### What to produce
Rewrite the material from the line that has "Point to the reflection" through the end, changing "reflection in water" to "mirrored image" and keeping every other word as it stands.

### Input records
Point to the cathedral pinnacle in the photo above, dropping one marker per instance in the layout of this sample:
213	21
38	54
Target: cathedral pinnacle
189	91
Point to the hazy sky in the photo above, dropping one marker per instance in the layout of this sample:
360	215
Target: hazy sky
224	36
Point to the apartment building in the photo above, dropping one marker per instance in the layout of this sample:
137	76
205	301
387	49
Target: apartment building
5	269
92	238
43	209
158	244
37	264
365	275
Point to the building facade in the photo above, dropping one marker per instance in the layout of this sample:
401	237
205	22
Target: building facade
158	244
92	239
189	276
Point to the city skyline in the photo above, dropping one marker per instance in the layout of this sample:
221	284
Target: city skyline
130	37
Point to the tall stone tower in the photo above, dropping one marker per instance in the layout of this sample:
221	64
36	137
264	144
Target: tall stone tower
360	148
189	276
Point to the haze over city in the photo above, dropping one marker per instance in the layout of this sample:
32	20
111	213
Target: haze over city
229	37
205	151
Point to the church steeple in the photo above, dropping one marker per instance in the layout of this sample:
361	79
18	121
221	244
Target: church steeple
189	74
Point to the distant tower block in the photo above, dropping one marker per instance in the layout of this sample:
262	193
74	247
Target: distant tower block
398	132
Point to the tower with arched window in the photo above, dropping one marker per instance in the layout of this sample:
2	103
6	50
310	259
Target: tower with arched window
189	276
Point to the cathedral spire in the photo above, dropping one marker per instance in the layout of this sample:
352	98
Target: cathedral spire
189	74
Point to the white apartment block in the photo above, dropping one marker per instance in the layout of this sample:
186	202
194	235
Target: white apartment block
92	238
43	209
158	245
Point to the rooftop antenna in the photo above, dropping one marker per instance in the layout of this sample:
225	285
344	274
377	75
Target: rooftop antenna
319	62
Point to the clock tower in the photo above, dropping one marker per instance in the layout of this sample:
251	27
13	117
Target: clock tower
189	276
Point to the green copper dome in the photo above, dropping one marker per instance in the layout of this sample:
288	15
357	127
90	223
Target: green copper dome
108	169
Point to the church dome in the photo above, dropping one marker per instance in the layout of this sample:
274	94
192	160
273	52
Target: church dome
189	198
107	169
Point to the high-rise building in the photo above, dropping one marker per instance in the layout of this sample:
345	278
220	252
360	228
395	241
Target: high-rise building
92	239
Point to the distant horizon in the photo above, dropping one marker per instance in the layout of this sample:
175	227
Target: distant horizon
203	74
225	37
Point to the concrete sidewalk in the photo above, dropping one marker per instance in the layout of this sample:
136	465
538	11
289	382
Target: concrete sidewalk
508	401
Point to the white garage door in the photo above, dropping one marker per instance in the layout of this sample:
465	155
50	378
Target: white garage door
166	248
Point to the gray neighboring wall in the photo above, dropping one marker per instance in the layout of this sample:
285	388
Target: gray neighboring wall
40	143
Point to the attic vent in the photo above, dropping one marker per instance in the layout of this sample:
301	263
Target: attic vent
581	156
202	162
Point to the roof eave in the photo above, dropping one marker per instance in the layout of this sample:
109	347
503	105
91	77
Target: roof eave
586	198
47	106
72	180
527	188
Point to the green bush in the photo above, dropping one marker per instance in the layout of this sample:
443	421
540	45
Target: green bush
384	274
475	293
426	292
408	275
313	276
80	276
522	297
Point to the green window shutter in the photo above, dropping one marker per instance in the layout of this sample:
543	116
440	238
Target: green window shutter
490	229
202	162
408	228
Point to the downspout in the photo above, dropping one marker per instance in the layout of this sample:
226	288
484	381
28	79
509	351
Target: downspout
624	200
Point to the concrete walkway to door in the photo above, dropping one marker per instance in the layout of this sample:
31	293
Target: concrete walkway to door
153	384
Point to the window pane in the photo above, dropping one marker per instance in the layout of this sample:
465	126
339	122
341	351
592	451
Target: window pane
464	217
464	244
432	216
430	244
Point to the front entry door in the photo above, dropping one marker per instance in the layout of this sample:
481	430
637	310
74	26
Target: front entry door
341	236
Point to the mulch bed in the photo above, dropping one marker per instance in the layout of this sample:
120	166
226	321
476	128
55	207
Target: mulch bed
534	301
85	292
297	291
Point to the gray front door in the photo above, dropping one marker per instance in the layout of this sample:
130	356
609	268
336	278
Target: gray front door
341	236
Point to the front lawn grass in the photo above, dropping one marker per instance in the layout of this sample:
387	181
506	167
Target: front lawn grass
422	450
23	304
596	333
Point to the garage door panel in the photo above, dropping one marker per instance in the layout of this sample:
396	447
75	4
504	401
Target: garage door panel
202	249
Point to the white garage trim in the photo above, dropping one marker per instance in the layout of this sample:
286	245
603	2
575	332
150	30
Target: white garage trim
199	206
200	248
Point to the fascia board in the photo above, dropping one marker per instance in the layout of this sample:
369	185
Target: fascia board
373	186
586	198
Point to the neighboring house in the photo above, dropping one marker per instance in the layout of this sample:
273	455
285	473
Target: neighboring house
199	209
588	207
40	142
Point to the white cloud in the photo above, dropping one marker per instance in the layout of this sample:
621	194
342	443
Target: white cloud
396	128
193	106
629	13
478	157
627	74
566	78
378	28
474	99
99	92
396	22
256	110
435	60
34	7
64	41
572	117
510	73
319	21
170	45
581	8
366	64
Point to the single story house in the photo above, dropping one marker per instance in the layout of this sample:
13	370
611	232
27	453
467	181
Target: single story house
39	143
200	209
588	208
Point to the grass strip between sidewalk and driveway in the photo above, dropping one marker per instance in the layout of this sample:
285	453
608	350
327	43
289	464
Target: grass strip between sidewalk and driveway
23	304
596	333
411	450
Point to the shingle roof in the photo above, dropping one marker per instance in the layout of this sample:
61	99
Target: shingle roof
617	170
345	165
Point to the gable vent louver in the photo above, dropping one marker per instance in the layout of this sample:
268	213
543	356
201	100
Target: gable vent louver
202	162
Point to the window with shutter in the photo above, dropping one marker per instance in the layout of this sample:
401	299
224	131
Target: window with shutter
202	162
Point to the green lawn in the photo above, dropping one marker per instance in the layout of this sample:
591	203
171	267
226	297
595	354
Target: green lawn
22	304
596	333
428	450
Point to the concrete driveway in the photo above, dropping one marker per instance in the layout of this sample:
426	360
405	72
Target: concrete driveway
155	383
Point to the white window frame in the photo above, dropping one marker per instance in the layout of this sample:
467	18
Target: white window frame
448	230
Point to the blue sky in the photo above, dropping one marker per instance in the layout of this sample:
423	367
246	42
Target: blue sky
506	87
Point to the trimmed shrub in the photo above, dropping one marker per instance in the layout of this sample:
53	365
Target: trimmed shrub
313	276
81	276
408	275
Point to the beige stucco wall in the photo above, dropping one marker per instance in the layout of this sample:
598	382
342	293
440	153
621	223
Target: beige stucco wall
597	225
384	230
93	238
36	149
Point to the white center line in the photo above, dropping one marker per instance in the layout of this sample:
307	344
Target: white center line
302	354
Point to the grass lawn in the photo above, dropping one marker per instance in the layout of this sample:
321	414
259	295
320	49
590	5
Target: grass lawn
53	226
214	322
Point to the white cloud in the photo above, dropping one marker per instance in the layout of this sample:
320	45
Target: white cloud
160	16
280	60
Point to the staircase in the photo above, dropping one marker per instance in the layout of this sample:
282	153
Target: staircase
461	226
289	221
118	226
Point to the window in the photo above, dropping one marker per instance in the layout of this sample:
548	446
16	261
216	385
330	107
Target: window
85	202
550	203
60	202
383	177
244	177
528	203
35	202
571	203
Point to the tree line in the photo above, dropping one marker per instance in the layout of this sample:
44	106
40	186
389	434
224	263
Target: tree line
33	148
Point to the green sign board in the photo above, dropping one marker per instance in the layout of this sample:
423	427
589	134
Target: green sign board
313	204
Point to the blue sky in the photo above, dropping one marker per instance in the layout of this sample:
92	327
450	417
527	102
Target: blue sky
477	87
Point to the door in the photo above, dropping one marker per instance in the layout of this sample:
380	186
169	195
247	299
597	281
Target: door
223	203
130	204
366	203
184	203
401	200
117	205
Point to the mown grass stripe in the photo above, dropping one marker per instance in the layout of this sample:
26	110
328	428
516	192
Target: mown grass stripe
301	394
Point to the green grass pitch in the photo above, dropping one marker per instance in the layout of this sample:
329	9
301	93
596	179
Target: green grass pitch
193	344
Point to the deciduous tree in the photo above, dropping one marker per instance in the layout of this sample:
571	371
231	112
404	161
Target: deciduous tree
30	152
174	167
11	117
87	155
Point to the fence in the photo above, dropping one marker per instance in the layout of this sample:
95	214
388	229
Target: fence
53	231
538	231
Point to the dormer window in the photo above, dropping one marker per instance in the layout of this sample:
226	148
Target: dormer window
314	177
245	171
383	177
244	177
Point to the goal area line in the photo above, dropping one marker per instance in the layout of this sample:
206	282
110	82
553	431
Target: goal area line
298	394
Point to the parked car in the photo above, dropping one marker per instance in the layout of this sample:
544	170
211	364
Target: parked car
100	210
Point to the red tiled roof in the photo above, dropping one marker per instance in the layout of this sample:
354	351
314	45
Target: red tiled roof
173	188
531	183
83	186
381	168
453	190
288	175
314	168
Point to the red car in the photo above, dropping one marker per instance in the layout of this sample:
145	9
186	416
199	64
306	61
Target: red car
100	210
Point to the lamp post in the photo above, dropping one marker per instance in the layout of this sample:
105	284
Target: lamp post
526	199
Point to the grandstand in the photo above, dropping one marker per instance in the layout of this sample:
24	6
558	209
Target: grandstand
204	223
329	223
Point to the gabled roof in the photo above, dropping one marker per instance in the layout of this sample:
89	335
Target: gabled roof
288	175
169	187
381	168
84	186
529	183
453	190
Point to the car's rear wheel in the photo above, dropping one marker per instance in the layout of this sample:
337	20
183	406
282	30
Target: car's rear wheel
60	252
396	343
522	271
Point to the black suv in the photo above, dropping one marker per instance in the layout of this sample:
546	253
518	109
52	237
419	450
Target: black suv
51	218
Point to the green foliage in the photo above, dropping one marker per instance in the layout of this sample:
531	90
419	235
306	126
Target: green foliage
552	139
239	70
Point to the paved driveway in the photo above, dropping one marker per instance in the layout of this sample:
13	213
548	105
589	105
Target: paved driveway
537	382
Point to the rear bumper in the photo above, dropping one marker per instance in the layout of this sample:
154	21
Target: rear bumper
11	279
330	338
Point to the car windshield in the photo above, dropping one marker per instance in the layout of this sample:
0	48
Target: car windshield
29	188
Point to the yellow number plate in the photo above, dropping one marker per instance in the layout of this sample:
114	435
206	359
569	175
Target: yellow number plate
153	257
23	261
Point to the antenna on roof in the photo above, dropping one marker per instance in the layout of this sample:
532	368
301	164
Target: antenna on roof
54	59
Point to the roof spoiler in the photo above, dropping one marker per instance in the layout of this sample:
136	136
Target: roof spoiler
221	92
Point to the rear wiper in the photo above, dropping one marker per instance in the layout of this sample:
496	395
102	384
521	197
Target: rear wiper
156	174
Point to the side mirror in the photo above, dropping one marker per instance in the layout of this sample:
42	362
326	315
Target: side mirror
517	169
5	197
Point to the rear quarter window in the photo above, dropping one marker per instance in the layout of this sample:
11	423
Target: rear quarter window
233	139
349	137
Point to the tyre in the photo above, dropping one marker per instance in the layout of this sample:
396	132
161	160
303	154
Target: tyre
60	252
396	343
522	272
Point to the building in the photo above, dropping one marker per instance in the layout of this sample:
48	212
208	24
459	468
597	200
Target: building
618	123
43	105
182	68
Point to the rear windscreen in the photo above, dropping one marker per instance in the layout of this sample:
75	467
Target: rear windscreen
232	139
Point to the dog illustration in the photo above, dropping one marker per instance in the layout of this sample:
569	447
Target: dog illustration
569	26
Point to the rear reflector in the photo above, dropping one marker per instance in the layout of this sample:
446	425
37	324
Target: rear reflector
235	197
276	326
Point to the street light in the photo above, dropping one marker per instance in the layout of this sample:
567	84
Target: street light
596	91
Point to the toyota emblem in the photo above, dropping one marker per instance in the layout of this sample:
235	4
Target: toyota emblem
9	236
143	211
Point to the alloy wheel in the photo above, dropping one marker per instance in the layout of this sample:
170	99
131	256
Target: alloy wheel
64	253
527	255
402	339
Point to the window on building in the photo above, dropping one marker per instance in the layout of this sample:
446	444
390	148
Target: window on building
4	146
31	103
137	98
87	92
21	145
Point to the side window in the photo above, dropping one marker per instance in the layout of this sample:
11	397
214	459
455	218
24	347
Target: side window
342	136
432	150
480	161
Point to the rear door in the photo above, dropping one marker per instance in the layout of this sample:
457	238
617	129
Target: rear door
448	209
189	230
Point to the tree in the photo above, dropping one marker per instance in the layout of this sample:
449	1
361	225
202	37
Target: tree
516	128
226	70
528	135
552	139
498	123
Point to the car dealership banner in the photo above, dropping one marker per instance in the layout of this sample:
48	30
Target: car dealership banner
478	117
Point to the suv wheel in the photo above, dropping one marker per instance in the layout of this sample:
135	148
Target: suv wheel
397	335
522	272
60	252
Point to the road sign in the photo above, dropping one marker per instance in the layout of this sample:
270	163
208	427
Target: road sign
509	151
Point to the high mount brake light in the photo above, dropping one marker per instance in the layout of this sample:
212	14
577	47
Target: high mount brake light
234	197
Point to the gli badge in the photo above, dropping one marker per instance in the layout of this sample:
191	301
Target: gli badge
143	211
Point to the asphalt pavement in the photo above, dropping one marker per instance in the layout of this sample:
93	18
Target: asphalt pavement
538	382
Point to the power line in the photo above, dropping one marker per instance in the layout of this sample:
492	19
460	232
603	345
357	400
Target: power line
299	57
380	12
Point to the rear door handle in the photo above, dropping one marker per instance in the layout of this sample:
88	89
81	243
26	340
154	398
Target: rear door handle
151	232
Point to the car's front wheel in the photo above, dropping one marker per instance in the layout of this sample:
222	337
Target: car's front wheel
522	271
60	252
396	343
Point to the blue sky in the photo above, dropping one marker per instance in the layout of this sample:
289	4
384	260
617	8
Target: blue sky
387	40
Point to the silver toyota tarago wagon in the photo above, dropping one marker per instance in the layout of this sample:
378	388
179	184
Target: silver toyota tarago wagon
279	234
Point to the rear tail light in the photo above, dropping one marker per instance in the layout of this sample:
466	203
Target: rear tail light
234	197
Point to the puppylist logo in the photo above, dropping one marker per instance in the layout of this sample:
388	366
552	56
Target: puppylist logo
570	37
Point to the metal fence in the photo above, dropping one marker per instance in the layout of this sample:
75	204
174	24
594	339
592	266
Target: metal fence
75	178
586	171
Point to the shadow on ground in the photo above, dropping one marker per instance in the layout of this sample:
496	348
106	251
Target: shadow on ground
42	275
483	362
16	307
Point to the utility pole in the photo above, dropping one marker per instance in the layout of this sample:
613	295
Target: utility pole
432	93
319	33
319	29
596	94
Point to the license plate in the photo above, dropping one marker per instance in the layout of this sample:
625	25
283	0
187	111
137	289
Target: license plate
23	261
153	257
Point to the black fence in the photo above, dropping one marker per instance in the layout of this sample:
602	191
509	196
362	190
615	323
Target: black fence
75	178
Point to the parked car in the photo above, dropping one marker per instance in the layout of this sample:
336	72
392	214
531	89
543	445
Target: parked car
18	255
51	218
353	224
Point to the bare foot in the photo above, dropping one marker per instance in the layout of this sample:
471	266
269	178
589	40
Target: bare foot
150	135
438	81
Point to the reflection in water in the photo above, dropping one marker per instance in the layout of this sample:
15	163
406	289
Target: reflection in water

### Expected output
Point to the mirrored image in the photo above, dropping one marker per instance in the layout of this sample:
15	163
406	289
Target: mirrored image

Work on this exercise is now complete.